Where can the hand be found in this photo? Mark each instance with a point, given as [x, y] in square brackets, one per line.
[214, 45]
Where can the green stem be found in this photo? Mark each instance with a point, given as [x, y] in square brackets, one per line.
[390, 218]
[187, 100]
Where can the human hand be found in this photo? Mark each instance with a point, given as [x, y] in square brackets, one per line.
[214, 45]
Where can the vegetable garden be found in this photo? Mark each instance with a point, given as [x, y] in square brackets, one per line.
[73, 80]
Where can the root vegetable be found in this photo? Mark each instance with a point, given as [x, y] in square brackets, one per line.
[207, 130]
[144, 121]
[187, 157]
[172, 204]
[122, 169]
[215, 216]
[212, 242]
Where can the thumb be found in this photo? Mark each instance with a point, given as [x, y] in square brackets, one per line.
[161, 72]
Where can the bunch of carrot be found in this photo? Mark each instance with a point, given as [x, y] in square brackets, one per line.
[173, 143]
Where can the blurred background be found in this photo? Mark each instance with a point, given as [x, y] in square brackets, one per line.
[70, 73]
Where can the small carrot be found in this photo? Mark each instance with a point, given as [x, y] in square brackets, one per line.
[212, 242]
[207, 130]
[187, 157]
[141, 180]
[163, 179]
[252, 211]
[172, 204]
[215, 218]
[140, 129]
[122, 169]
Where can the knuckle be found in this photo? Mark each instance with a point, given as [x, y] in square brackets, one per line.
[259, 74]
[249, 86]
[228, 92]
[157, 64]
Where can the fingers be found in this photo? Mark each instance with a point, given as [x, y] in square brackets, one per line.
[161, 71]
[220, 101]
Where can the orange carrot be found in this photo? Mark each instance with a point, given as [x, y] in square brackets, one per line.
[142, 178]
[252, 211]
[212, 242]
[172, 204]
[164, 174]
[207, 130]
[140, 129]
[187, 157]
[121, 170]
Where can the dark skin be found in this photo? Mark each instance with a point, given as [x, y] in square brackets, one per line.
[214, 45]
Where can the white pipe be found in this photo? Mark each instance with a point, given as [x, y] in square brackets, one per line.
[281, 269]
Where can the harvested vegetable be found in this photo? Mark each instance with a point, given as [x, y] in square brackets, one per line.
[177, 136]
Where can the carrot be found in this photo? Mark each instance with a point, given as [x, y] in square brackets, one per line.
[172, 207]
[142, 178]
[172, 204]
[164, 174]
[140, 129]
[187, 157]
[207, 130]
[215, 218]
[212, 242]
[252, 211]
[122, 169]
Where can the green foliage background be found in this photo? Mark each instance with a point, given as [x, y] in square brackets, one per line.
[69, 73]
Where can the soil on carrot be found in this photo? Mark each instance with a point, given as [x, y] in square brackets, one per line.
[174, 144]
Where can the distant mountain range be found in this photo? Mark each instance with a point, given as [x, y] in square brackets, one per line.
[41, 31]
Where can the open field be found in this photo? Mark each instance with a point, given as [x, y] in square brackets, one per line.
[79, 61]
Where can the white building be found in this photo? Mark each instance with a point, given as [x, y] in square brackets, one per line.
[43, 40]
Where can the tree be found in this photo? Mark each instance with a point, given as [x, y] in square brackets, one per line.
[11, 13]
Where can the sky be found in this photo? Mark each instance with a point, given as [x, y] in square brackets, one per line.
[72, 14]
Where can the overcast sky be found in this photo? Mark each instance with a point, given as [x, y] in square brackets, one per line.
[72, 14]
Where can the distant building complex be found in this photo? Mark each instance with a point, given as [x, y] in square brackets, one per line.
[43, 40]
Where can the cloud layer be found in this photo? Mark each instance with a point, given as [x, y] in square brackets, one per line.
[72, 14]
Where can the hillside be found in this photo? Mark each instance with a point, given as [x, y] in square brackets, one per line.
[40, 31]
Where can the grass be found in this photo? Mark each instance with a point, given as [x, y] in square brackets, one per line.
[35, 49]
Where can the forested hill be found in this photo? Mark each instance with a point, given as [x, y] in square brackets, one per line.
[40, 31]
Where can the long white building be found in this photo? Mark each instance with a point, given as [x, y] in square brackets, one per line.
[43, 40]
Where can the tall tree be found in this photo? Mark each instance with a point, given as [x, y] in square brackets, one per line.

=====

» Exercise instructions
Revise the listing above by replacing every occurrence of "one per line" with "one on each line" and leaving all other text unchanged.

» Completed exercise
Where can the hand be found in this photo? Mark each instance with a point, given as [x, y] in square brackets, one on each line.
[214, 45]
Where can the green stem be found in this photo? Mark each instance with a point, given as [x, y] in square brackets, one on each line.
[390, 218]
[187, 100]
Where can the human hand be found in this photo? Mark each instance with a point, given as [x, y] in square brackets, one on each line.
[214, 45]
Where can the vegetable garden be found in this photo? Mark each instance with a point, given as [x, y] in square brackets, one on each line.
[73, 80]
Where can the root vegetable be found in this photo? Mark each instance with a point, given as [x, y] in square brackets, one on each line.
[207, 130]
[144, 121]
[187, 157]
[172, 204]
[122, 169]
[215, 216]
[212, 242]
Where can the thumb be found in this photo? Mark each instance with a point, given as [x, y] in square brackets, one on each line.
[161, 72]
Where can the bunch of carrot be found in this photo? Mark each instance with a point, given as [x, y] in square brackets, one on each line.
[173, 143]
Where can the blurred background be found in this photo? Mark each instance with a point, given as [x, y] in square brackets, one on each line.
[70, 73]
Where can the small carrot be found in this photo? Mark each instance with a point, given as [x, y] in square brackets, one on each line.
[212, 242]
[207, 130]
[187, 157]
[141, 180]
[163, 179]
[252, 211]
[172, 204]
[215, 218]
[140, 129]
[122, 169]
Where can the knuckle be found in this photo? Mark each instance with a point, given as [x, y] in square brackets, one on each line.
[259, 74]
[249, 86]
[228, 92]
[157, 64]
Where can the fingers be found in this photo? Mark each instance with a point, given as [x, y] in square brackets, one on each line.
[161, 71]
[220, 101]
Where can the orange carrot be found in this photo? Mark each instance with a point, given as [x, y] in square brackets, one on each line.
[142, 178]
[252, 211]
[212, 242]
[172, 204]
[164, 174]
[207, 130]
[140, 129]
[187, 157]
[121, 170]
Where can the dark skin be found in this photo? Mark each instance with a point, given as [x, y] in square brackets, one on each line.
[214, 45]
Where can the white pipe be found in this photo? Mark each instance with a point, given as [x, y] in square brackets, one on each line.
[281, 269]
Where can the harvested vegetable be found in this photo? Mark each instance with a point, given as [x, y] in square brackets, one on each line.
[177, 136]
Where can the carrot be found in this photo? Mark each instance with a point, given as [x, y] in square brackets, one on each line.
[172, 207]
[142, 178]
[172, 204]
[164, 174]
[140, 129]
[187, 157]
[207, 130]
[215, 218]
[212, 242]
[252, 211]
[122, 169]
Where can the green foliage background be found in this photo? Mark each instance with a point, given as [x, y] in square brackets, one on each line.
[69, 73]
Where can the soil on carrot be found in this photo? Mark each instance with a point, given as [x, y] in square brackets, one on each line.
[174, 144]
Where can the distant mountain range be found in this photo? Mark each instance with a point, given as [x, y] in square brackets, one on each line.
[41, 31]
Where can the open field be found in this photo? Mark each instance with a point, given as [x, y] in square brackets, one on each line.
[79, 61]
Where can the white building be found in this photo? Mark each instance with a point, given as [x, y] in square brackets, one on each line.
[43, 40]
Where can the tree be found in this photo? Mark each instance with a point, given as [x, y] in square brackets, one on each line.
[11, 13]
Where can the sky be found in this photo? Mark each instance with a point, given as [x, y] in square brackets, one on each line.
[72, 14]
Where can the overcast sky be found in this photo? Mark each instance with a point, given as [x, y] in square brackets, one on each line.
[72, 14]
Where can the distant building complex be found in this photo? Mark each instance with a point, given as [x, y] in square brackets, one on each line.
[43, 40]
Where can the cloud layer be found in this photo? Mark each instance with a point, given as [x, y] in square brackets, one on each line.
[72, 14]
Where can the hillside be found in this photo? Mark each instance with a point, given as [x, y] in square brackets, one on each line.
[40, 31]
Where can the grass be found in this photo? Mark each instance with a point, given as [x, y] in square brackets, one on each line.
[35, 49]
Where can the forested hill be found in this photo? Mark each instance with a point, given as [x, y] in square brackets, one on each line.
[40, 31]
Where can the long white building be found in this photo? Mark each instance with a point, given as [x, y] in square brackets, one on each line.
[43, 40]
Where can the tall tree be found in this photo? Mark each instance with a point, given as [x, y] in square brackets, one on each line.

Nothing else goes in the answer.